▶ _Records for the task_:
::::::
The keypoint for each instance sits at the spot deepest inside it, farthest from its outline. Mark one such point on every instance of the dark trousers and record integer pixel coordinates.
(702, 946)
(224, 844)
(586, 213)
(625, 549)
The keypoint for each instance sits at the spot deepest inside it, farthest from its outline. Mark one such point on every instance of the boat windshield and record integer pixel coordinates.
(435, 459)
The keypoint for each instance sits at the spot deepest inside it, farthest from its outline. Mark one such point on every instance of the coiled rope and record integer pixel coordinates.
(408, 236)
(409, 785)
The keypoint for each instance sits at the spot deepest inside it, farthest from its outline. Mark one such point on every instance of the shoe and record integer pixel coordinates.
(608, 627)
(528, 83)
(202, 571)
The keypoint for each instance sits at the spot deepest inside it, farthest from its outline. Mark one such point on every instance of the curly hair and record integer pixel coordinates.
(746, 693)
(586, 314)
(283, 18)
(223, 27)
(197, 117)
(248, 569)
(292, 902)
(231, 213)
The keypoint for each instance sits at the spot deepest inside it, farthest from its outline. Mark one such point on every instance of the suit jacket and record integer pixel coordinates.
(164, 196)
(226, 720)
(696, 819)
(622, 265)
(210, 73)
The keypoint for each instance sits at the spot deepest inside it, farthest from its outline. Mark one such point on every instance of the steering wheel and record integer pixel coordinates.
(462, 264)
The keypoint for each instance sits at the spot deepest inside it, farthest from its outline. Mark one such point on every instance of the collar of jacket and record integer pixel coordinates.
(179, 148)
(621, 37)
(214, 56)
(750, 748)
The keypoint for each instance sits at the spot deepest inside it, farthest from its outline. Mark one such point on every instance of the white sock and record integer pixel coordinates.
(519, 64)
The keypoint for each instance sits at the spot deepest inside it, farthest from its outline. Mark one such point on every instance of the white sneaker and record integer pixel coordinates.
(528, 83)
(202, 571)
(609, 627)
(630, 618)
::::::
▶ _Required work_: Starting at the line with "sock and record integer pixel coordinates.", restate every line word for word through the end of the listing above.

▶ _Output of the exercise_:
The keypoint for each instance sits at the spot deepest inside it, farthest from its outline. Mark one such point on every instance of the white sock and record integer pixel coordinates.
(519, 64)
The keypoint for each instance sits at the spot deepest inside it, farthest from its outline. Mark one such point on every instance of the white sneaker and record integer pixel coordinates.
(528, 83)
(202, 571)
(609, 627)
(630, 618)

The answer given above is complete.